ACTIVITY:
Write the records out once more. Leave each line exactly as given.

[Start of section]

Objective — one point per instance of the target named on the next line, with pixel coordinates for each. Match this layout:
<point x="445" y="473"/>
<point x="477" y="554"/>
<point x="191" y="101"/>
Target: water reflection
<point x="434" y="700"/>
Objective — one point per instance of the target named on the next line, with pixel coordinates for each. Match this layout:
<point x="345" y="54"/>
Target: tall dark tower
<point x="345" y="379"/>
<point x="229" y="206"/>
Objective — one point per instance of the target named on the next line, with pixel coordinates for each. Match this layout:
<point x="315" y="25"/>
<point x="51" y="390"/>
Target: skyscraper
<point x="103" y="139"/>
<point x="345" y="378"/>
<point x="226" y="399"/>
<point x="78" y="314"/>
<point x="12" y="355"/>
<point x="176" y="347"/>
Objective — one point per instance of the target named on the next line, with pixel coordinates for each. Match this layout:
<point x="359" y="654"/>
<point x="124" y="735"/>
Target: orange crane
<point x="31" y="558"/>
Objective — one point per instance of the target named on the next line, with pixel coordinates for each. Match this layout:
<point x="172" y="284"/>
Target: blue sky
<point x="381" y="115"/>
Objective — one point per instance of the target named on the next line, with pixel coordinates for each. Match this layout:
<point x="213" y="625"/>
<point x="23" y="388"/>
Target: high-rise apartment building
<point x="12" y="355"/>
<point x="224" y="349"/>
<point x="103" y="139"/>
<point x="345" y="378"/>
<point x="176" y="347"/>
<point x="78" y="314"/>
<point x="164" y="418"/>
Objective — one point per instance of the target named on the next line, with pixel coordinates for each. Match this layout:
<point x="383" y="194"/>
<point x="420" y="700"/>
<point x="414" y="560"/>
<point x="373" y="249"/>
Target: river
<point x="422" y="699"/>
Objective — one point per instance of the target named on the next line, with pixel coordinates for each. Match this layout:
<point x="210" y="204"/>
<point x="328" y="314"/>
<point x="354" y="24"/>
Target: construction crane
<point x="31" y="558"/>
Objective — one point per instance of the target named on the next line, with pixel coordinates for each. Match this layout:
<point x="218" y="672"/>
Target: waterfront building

[End of section]

SOLUTION TO THIS PROBLEM:
Objective — one point per instance of the target named on the next line, with pixel coordinates for each. Match this layout:
<point x="445" y="473"/>
<point x="477" y="554"/>
<point x="191" y="101"/>
Target: water reflection
<point x="434" y="700"/>
Objective — one point per instance of the target named on the next line, with pixel coordinates for each. Match this layout:
<point x="345" y="54"/>
Target: tall dark tower
<point x="345" y="379"/>
<point x="229" y="206"/>
Objective — one point per instance of the target named on the next line, with pixel coordinates for each. Match this layout:
<point x="315" y="25"/>
<point x="51" y="390"/>
Target: skyscraper
<point x="103" y="139"/>
<point x="345" y="378"/>
<point x="226" y="399"/>
<point x="78" y="314"/>
<point x="12" y="355"/>
<point x="176" y="347"/>
Objective — one point per instance of the target named on the next line, with pixel coordinates for each. Match this layout:
<point x="359" y="654"/>
<point x="124" y="735"/>
Target: orange crane
<point x="31" y="558"/>
Objective — one point per instance of the target named on the next line, with pixel coordinates for each. Match this layout:
<point x="172" y="284"/>
Target: blue sky
<point x="381" y="115"/>
Objective — one point per instance of the target named on the next line, with pixel coordinates for each. Match this layout:
<point x="213" y="625"/>
<point x="23" y="388"/>
Target: high-rise apartment building
<point x="12" y="355"/>
<point x="224" y="349"/>
<point x="103" y="139"/>
<point x="345" y="378"/>
<point x="176" y="347"/>
<point x="78" y="314"/>
<point x="164" y="418"/>
Objective — one point per instance of the target named on the next line, with pixel coordinates for each. Match this layout:
<point x="383" y="194"/>
<point x="420" y="700"/>
<point x="414" y="560"/>
<point x="373" y="249"/>
Target: river
<point x="422" y="699"/>
Objective — one point per instance of the target named on the next line, with pixel coordinates for each. Match this layout:
<point x="210" y="204"/>
<point x="328" y="314"/>
<point x="354" y="24"/>
Target: construction crane
<point x="31" y="558"/>
Objective — one point per instance of the target named on the next line, with pixel coordinates for each. Match this layout:
<point x="218" y="672"/>
Target: waterfront building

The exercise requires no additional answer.